## Document section:
<<<<
Rail projects in Dublin spared in revised €39bn plan

 

THE GOVERNMENT has announced a €39 billion capital investment plan until 2016 that will give priority to major projects such as Dublin’s new metro system and the underground Dart interconnector, but will mean delays for other promised infrastructural plans.

The new plan, Infrastructure Investment Priorities, was unveiled at the new national convention centre in Dublin yesterday by Taoiseach Brian Cowen, Minister for Finance Brian Lenihan and Green Party leader and Minister for the Environment John Gormley.

The Taoiseach accepted that spending on the seven-year plan would be substantially less than the previous seven-year plan, the National Development Plan 2007 to 2013(NDP). That plan had envisaged €75 billion of capital spending, almost twice the amount announced in yesterday’s plan.

"The amount of work we originally intended to do has to be changed,” Mr Cowen conceded yesterday. “It will take place over a longer time period because we don’t have the money available to us."

Mr Lenihan also confirmed a €1 billion reduction in capital spending next year as part of the Government’s plans for €3 billion in cutbacks in the December budget. Capital spending will be €5.5 billion next year compared to the €10.5 billion earmarked for 2011 in the NDP.

The programme will involve substantial cuts for road building and housing, with similar or slightly reduced spending for school buildings and major hospital and health-sector projects.

The two large-scale regeneration projects in Limerick and Ballymun remain priorities in an overall housing budget that has been substantially reduced.

A number of key projects included in the 2007 programme – the Western Rail Corridor, the new prison at Thornton Hall in north Dublin and the new railway line to Navan, Co Meath – have all been postponed.
>>>>
## Data section:
<<<<
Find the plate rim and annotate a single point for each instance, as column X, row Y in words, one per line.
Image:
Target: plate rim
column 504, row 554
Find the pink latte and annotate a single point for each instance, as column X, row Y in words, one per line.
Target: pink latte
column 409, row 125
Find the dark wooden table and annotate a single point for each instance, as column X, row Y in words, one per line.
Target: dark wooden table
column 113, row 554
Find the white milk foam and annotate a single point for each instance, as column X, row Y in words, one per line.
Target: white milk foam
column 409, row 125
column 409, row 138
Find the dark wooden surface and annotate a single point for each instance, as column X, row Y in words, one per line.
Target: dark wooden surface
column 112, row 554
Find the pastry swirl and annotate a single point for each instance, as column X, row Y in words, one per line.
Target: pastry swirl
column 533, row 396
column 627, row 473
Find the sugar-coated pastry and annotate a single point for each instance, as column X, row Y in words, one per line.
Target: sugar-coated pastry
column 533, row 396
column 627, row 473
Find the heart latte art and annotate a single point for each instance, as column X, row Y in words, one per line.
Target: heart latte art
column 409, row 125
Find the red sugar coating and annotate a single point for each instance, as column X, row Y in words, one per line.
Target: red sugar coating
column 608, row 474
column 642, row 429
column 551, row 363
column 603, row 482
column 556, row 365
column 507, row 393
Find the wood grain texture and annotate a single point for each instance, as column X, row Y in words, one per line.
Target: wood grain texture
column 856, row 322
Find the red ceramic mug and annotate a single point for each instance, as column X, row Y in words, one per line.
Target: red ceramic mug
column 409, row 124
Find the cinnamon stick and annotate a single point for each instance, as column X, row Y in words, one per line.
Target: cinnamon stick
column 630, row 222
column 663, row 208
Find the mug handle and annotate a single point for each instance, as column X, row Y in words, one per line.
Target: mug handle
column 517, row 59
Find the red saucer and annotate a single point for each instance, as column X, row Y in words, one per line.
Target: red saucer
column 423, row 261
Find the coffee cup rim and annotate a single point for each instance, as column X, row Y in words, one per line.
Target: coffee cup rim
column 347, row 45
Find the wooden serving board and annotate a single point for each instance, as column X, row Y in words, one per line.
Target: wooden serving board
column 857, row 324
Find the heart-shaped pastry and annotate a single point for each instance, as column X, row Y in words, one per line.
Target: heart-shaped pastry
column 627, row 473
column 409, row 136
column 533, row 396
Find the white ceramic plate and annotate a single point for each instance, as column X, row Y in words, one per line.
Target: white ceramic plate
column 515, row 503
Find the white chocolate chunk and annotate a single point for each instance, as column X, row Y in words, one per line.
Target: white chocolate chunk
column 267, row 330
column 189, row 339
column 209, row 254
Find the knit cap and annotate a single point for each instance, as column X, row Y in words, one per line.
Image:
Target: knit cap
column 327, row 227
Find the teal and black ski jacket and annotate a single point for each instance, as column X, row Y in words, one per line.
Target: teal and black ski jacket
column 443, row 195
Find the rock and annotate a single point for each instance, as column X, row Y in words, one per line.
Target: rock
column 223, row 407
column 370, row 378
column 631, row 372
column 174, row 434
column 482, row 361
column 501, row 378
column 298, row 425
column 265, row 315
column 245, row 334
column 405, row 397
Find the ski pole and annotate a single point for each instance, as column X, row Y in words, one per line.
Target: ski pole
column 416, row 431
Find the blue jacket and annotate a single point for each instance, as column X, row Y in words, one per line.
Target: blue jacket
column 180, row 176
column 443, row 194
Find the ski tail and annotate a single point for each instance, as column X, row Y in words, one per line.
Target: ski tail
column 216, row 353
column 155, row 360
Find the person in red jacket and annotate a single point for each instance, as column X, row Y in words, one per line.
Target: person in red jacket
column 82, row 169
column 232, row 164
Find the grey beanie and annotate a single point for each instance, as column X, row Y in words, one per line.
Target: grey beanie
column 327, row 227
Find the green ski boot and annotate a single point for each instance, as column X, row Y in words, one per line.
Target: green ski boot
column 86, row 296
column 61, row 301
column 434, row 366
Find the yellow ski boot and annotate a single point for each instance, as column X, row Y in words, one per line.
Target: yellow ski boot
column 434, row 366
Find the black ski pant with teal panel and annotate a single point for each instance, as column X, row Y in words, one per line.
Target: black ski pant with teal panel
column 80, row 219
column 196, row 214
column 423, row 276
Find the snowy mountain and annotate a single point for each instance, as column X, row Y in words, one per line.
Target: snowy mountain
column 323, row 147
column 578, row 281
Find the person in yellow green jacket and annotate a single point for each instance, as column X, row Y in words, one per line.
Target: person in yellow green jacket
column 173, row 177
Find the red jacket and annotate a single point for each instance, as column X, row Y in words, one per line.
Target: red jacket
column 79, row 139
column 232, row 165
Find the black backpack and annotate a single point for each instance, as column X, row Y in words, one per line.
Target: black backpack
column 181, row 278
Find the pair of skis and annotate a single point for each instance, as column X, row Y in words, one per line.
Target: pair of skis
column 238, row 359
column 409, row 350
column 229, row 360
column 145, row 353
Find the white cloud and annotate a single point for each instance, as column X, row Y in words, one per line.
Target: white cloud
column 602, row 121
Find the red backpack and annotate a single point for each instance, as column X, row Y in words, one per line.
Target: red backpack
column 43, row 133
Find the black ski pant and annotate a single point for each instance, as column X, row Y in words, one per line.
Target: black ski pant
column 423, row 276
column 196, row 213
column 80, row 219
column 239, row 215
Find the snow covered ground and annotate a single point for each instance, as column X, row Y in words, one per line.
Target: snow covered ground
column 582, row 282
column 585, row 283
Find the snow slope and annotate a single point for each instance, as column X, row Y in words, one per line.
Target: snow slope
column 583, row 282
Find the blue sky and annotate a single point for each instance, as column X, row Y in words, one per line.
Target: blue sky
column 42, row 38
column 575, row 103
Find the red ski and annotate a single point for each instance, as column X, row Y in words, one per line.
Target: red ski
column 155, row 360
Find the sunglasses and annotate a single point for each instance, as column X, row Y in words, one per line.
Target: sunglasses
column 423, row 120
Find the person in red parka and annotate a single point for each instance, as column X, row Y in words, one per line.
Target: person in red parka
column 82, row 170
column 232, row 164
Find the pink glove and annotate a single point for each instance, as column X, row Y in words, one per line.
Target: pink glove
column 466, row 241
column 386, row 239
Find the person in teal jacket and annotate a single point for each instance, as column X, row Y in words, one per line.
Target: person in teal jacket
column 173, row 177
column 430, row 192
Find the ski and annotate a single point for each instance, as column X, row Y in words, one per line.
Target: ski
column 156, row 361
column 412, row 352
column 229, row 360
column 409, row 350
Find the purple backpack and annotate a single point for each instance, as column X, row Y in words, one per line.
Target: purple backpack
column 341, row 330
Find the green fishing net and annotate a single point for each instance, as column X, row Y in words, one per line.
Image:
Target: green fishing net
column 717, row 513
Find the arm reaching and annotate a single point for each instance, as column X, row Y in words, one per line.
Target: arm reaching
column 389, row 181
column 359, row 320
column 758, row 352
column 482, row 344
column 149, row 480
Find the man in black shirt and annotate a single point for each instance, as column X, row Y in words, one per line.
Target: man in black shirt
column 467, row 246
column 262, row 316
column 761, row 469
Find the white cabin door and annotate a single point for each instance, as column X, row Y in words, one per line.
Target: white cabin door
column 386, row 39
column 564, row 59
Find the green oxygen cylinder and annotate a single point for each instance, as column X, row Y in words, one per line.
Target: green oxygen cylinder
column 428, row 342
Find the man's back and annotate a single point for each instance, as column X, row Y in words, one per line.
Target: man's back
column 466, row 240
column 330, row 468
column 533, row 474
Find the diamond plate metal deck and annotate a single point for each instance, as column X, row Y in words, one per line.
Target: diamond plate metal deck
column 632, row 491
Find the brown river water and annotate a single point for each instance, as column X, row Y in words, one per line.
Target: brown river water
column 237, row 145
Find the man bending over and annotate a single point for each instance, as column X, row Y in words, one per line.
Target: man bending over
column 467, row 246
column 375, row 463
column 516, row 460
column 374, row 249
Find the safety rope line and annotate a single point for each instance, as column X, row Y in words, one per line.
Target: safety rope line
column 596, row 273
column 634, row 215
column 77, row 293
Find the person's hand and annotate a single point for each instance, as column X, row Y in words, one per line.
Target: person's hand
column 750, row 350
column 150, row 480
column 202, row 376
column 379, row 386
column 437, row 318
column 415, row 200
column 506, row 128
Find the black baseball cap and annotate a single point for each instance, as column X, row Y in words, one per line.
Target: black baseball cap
>>>>
## Set of tasks:
1 > Answer these questions about the news article on the €39 billion investment plan:
(a) Where was the plan unveiled?
(b) How much capital spending had the National Development Plan 2007 to 2013 envisaged?
(c) Which two large-scale regeneration projects remain priorities?
2 > Carry on the news article on the €39 billion investment plan, picking up right after its final paragraph.

## Answers to the exercise:
1 >
(a) At the new national convention centre in Dublin.
(b) €75 billion.
(c) The projects in Limerick and Ballymun.

2 >
However, it was confirmed yesterday that the project to bring all the Dublin Institute of Technology colleges together in one campus at Grangegorman will proceed as planned.

Mr Cowen contended that the Government was getting “more bang for our buck” because of a 30 per cent reduction in costs in the construction sector. While accepting that the programme was more modest, he nevertheless described it as “major stimulus”.

He also said the NDP had been predicated on a 4.5 per cent growth each year in the economy.

According to the 115-page plan, the economic downturn had made it necessary to reappraise the Government’s priorities.

“We are identifying the priorities that will contribute to economic recovery,” said Mr Cowen, adding money was no longer available for some planned projects.

Nevertheless, he claimed the plan had the potential to create 270,000 jobs as well as 30,000 construction jobs annually.

Mr Lenihan said this would constitute Ireland’s stimulus programme. He pointed out that the capital programme was 5 per cent of gross domestic product, much higher than the 2.9 per cent OECD average.

The Taoiseach said he was not going to attempt to specify exactly how many jobs might be created under the programme.

Speaking on RTÉ television last night, he also denied that the plan was predominantly Dublin-centred.